• **Exercise**: Copy exactly the lines that run from the one containing "Could you please spot the beige" through the end of the entries, both ends included.

• **Records for the task**:
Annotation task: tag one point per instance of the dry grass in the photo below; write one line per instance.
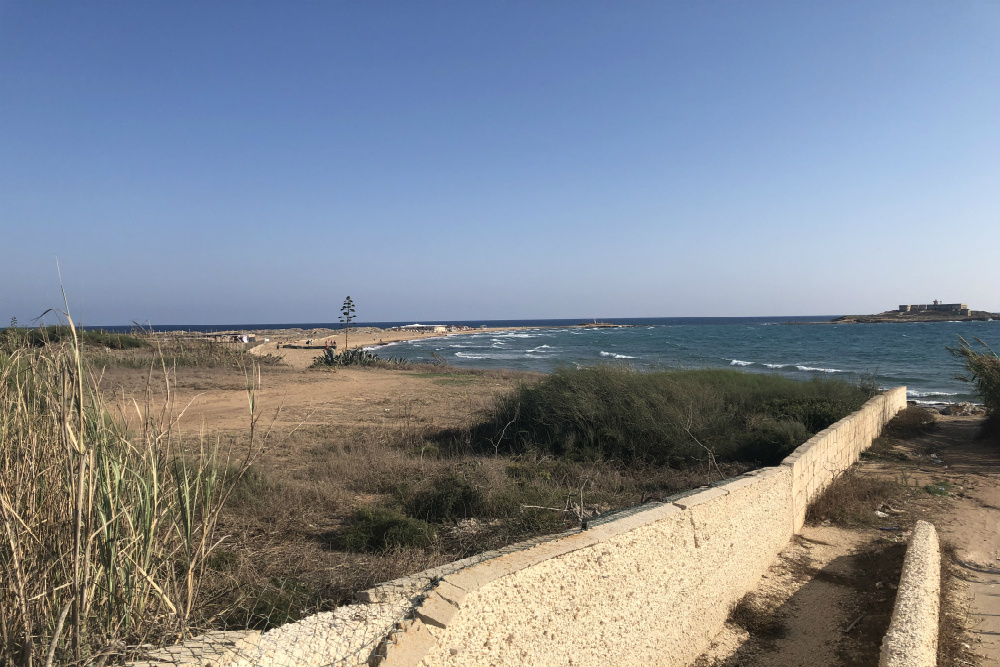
(108, 522)
(852, 500)
(284, 560)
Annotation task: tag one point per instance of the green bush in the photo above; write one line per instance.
(448, 499)
(374, 529)
(355, 357)
(984, 373)
(670, 417)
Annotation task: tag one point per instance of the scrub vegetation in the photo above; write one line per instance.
(120, 532)
(670, 418)
(983, 371)
(108, 522)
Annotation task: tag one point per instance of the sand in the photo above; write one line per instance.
(317, 340)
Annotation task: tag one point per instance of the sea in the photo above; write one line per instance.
(911, 354)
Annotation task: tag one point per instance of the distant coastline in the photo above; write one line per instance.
(899, 317)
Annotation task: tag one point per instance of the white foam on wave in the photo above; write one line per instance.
(491, 355)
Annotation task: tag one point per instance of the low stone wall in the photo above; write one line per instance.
(651, 585)
(652, 588)
(817, 463)
(912, 637)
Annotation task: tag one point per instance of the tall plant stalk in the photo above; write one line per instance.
(108, 515)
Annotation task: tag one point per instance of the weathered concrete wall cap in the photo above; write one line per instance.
(912, 637)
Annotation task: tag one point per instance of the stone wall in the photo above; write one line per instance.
(912, 637)
(831, 451)
(651, 585)
(651, 588)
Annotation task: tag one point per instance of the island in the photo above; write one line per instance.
(934, 312)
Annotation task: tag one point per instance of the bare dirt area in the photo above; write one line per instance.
(215, 399)
(827, 600)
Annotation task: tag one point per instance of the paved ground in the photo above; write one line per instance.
(972, 523)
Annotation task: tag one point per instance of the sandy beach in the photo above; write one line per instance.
(308, 344)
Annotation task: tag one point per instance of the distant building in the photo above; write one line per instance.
(957, 308)
(422, 328)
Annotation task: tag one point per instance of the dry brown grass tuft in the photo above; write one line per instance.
(853, 498)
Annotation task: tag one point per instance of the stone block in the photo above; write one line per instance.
(701, 498)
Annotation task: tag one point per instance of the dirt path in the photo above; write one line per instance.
(827, 599)
(970, 471)
(813, 608)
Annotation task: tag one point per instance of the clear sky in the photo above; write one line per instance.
(224, 162)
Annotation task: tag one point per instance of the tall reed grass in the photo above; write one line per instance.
(108, 517)
(984, 373)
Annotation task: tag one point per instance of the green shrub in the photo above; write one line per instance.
(671, 417)
(374, 529)
(984, 373)
(448, 499)
(355, 357)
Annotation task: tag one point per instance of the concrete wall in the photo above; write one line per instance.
(649, 586)
(831, 451)
(651, 589)
(912, 637)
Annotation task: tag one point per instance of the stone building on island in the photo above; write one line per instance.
(957, 308)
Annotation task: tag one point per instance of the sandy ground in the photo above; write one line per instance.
(364, 337)
(971, 521)
(215, 400)
(816, 587)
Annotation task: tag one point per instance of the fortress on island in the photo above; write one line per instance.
(957, 308)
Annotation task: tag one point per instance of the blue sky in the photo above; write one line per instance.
(256, 162)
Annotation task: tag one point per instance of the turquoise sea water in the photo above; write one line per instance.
(911, 354)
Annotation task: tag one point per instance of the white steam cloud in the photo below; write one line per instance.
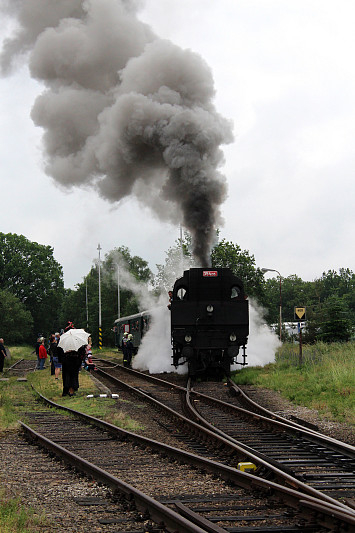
(123, 111)
(262, 341)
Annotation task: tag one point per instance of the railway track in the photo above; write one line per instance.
(176, 490)
(290, 455)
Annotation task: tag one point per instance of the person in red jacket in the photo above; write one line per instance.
(42, 354)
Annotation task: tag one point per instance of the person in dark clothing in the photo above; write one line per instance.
(54, 357)
(38, 344)
(71, 363)
(2, 354)
(50, 351)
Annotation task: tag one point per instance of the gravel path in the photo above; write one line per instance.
(42, 482)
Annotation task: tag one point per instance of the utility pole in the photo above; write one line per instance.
(118, 293)
(87, 304)
(100, 324)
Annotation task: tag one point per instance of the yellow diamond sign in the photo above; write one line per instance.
(300, 313)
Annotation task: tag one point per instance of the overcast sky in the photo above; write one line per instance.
(284, 74)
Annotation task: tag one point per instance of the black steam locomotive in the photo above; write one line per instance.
(209, 321)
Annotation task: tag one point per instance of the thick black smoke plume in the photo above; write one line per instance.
(123, 110)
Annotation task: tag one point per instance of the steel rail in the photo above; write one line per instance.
(241, 479)
(328, 441)
(144, 503)
(314, 437)
(245, 454)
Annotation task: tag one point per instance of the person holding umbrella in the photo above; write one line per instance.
(70, 351)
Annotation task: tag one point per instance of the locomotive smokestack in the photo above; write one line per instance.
(124, 111)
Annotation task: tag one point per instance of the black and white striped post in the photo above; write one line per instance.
(100, 324)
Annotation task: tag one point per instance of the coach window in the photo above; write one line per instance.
(235, 293)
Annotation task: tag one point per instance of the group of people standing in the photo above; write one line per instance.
(69, 363)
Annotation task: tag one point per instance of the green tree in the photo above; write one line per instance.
(15, 320)
(30, 272)
(230, 255)
(74, 305)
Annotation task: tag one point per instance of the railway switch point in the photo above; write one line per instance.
(246, 467)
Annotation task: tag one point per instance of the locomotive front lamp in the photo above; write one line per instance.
(264, 270)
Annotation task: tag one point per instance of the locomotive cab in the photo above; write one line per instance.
(209, 321)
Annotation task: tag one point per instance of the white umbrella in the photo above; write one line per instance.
(73, 339)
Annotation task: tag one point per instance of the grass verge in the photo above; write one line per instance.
(15, 518)
(325, 381)
(15, 396)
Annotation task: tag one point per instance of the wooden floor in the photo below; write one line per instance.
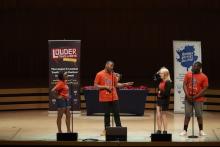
(37, 125)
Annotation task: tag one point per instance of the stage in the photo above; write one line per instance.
(39, 126)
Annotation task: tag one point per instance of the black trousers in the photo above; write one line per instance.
(111, 107)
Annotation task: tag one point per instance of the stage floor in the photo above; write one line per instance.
(37, 125)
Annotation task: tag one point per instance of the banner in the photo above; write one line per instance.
(185, 54)
(64, 55)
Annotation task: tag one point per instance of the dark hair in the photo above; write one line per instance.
(60, 75)
(198, 64)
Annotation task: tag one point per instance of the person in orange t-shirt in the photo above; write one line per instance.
(195, 84)
(107, 82)
(62, 100)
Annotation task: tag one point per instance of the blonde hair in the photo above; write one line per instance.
(166, 73)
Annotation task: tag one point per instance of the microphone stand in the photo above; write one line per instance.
(155, 97)
(112, 97)
(71, 92)
(192, 136)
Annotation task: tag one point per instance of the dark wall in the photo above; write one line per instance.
(136, 34)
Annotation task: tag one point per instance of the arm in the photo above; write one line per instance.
(166, 92)
(120, 85)
(102, 87)
(201, 93)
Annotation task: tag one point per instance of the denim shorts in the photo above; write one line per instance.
(197, 106)
(63, 103)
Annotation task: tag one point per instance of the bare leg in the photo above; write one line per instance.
(67, 112)
(59, 119)
(164, 120)
(200, 122)
(159, 118)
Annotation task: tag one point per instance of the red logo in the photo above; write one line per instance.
(64, 53)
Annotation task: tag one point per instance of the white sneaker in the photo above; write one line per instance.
(202, 133)
(103, 133)
(184, 133)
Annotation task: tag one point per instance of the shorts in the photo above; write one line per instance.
(164, 104)
(63, 103)
(197, 106)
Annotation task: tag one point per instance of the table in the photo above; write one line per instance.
(130, 102)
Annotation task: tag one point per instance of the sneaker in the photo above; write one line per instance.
(164, 132)
(103, 133)
(202, 133)
(158, 132)
(184, 133)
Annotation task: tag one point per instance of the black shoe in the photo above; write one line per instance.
(164, 132)
(158, 132)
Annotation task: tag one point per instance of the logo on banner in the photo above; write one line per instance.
(67, 54)
(187, 56)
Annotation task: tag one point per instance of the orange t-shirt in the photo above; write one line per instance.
(104, 78)
(62, 89)
(200, 81)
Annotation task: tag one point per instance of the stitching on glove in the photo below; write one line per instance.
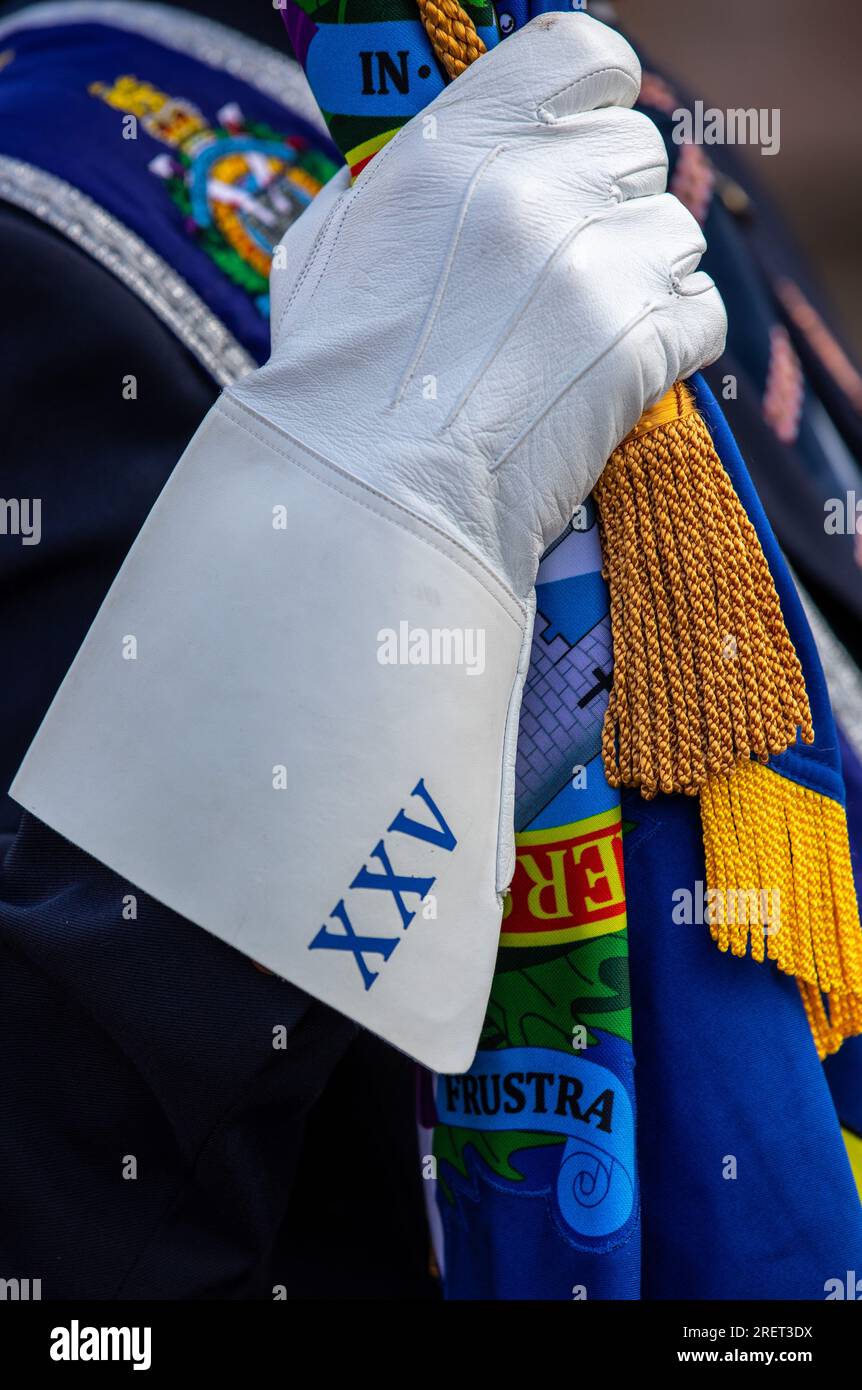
(227, 403)
(309, 263)
(548, 118)
(441, 288)
(522, 309)
(644, 313)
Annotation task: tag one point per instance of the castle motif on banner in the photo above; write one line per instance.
(238, 184)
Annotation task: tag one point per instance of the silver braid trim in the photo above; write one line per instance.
(132, 262)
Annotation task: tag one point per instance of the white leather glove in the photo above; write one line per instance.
(312, 751)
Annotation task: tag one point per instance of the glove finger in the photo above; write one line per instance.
(547, 74)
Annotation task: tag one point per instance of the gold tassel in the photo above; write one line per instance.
(452, 32)
(705, 674)
(780, 879)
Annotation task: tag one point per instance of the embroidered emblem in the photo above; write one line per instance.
(238, 184)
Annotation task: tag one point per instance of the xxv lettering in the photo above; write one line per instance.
(396, 884)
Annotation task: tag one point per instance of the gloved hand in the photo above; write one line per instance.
(312, 751)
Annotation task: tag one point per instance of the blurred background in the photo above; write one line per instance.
(801, 59)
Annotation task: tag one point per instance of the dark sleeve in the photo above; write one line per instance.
(93, 460)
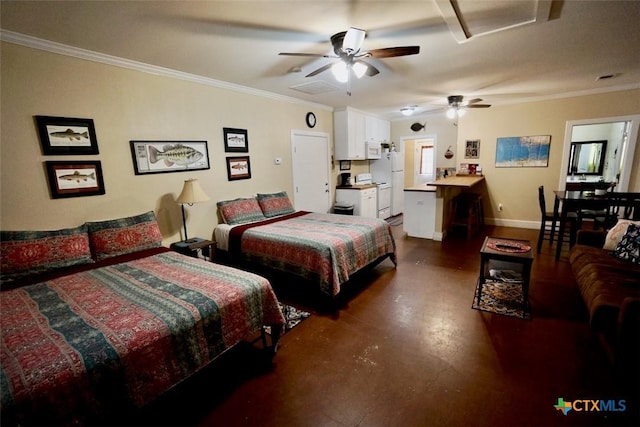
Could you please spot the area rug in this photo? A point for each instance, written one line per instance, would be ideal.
(502, 298)
(292, 317)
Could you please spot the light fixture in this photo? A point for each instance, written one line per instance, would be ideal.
(455, 112)
(407, 111)
(191, 193)
(341, 70)
(359, 69)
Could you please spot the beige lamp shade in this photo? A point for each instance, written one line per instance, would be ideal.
(192, 193)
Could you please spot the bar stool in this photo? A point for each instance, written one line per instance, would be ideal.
(468, 212)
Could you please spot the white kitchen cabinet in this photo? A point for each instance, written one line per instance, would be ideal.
(364, 200)
(419, 217)
(353, 129)
(377, 130)
(349, 135)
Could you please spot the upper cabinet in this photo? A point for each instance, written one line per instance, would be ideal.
(377, 130)
(353, 129)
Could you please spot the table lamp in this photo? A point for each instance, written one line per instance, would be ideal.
(191, 193)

• **Completed exercise**:
Could you please spot the beige lamp shade in this photo? A point for each instance, written one line per instance, would be ideal.
(192, 193)
Could you please spot the bar stool in this photo? A point for each instance, written one line per instance, would be ideal.
(468, 212)
Could you please spot the white kitchen cabinet in this photo? A point for each instance, written one line per instance, would be ideal.
(364, 200)
(419, 217)
(353, 129)
(377, 130)
(349, 135)
Could you please spot the upper cabinet in this photo? A point for each instance, written one line per instance, would be ideal.
(377, 130)
(353, 129)
Could you please spot the table lamp in this photo? A point for each instance, written one line per instance, would be ideal.
(191, 193)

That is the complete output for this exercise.